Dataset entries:
◇ ◇ ◇

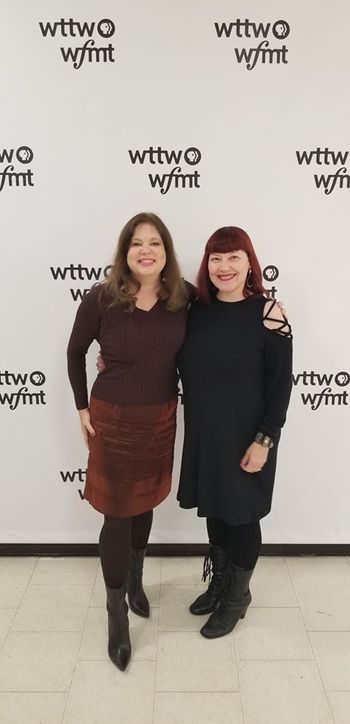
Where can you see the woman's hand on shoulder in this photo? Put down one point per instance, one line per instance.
(86, 427)
(275, 318)
(254, 458)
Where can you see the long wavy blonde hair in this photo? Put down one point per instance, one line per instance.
(120, 287)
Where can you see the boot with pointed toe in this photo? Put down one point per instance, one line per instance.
(233, 605)
(215, 564)
(119, 646)
(137, 598)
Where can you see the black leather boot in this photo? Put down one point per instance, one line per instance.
(233, 605)
(138, 600)
(119, 646)
(215, 564)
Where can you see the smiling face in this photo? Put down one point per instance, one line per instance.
(228, 272)
(146, 256)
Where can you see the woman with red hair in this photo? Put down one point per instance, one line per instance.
(236, 371)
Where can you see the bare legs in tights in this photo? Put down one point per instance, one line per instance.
(242, 542)
(117, 537)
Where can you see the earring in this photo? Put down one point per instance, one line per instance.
(249, 282)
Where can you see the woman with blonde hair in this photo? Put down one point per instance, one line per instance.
(138, 316)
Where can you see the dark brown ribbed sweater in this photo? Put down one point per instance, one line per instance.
(138, 348)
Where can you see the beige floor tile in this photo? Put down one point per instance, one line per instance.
(38, 661)
(272, 633)
(314, 570)
(283, 692)
(271, 585)
(31, 708)
(188, 662)
(53, 608)
(340, 705)
(15, 574)
(206, 708)
(143, 635)
(100, 694)
(325, 607)
(6, 617)
(182, 570)
(174, 613)
(332, 653)
(66, 570)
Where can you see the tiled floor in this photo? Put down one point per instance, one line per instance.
(288, 662)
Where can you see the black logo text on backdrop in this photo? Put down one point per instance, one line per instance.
(247, 33)
(174, 176)
(72, 476)
(271, 274)
(326, 181)
(16, 175)
(21, 388)
(325, 389)
(79, 273)
(79, 52)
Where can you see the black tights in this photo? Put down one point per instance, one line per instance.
(117, 536)
(243, 542)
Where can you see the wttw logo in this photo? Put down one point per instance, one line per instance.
(328, 396)
(70, 476)
(78, 272)
(88, 52)
(327, 181)
(22, 395)
(11, 177)
(270, 274)
(175, 178)
(262, 53)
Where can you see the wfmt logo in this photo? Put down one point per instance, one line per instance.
(88, 52)
(270, 274)
(8, 175)
(78, 272)
(175, 178)
(327, 182)
(262, 53)
(329, 395)
(22, 394)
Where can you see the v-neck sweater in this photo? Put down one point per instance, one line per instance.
(139, 351)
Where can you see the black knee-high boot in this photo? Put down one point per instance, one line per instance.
(215, 564)
(119, 646)
(233, 605)
(138, 600)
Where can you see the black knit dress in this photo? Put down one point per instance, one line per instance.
(236, 377)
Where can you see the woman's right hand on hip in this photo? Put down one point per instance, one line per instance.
(86, 427)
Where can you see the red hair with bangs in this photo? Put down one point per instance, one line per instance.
(228, 238)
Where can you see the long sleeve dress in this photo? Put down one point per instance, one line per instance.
(133, 402)
(236, 376)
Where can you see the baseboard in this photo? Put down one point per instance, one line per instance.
(171, 549)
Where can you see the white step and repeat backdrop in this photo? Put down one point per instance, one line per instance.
(209, 114)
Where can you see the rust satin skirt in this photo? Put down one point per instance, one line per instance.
(131, 457)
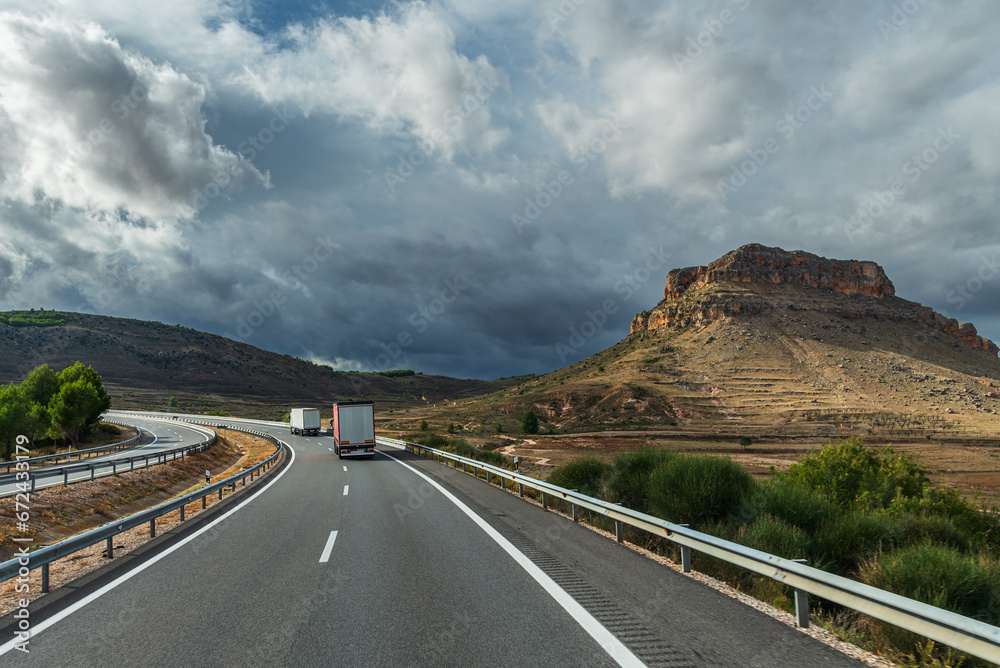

◇ ◇ ◇

Task: All of the records must come back exactly as they stand, minus every picture.

Answer below:
Where can you see the woman's hand on shoulder in this photo? Put down one point per instance, one line per instance.
(86, 427)
(275, 318)
(254, 458)
Where can you see the long wavy blonde hair in this photo? Put down one point per instance, one line per instance.
(120, 287)
Where can you see the boot with pointed toe in this photo? Put down one point per instance, one line per instance.
(233, 605)
(215, 564)
(119, 646)
(137, 598)
Where can you see the black leather boot in this photo? Put down one point per instance, one line per instance.
(233, 605)
(138, 600)
(119, 646)
(215, 564)
Where can you see the smiling face in this photo? Put down one point per instance, one line per instance.
(228, 272)
(146, 256)
Where can you see the woman with red hair in this photo? Put down one point per instance, one line per instance.
(236, 371)
Where can you see the bare legs in tights in this photo? Put down one point per instance, one line per instance.
(242, 542)
(117, 537)
Where can you see the earring in this photo? Put down one point per instance, one line per instance.
(249, 282)
Where can you see the woman with blonde hair in this photo? Put down one point per instance, one line per instance.
(138, 316)
Where can you see the dark brown ribbed sweater in this photo? Put down one point per instance, one line per instance.
(138, 348)
Where can you see the beige floor tile in this photo? Put down one point per instance, one line per instance.
(38, 661)
(272, 633)
(314, 570)
(283, 692)
(271, 585)
(31, 708)
(188, 662)
(53, 608)
(340, 705)
(15, 574)
(206, 708)
(143, 635)
(100, 694)
(325, 607)
(6, 617)
(182, 570)
(174, 613)
(332, 653)
(66, 570)
Where can you see the tiled floor in this photo? Put down one point per instance, one line per instance.
(288, 662)
Where can you see the black logo text on backdrop in this photo? Put down one point per instance, one line per instance.
(247, 33)
(174, 176)
(72, 476)
(271, 274)
(326, 181)
(16, 175)
(21, 388)
(325, 389)
(79, 273)
(79, 52)
Where can you see the black tights in this photo? Put down one point per instance, one line per instance.
(117, 536)
(243, 542)
Where can you see the wttw logo in this photo? Put down one point per instance, one line per instance.
(328, 396)
(70, 476)
(78, 272)
(88, 52)
(327, 181)
(22, 395)
(11, 177)
(270, 274)
(175, 178)
(262, 53)
Where can you see the wfmt logo in this photo? Put down one point per instance, one line per instance.
(88, 52)
(270, 274)
(8, 175)
(78, 272)
(175, 178)
(327, 182)
(262, 53)
(329, 395)
(22, 394)
Where can you see the v-neck sweater in this photo? Put down one point per instance, one line per instance.
(139, 351)
Where can you see the black knee-high boot in this photo? Put down one point per instance, one line per instance.
(215, 564)
(119, 646)
(233, 605)
(138, 600)
Where can you see the black knit dress in this photo? Put down one point per instance, one line per instance.
(236, 377)
Where can you see the woman's right hand on hip in this photo? Put down one point per instance, one line per instance.
(86, 427)
Where can you see the red hair with bangs in this photo? Put down one point per instance, one line per instance.
(228, 238)
Where can you see the long sleeve dress in this photo? Put down one point per instance, one line per instance.
(133, 402)
(236, 376)
Where can you see the baseboard in this photo? Put down one point per instance, one line per instance.
(171, 549)
Where can you see the white step and repeat backdrop in this photo? Put down one point per instance, one line per instance.
(209, 114)
Where can you see the rust satin skirt in this photo? Put down one point per instance, one line per instance.
(131, 457)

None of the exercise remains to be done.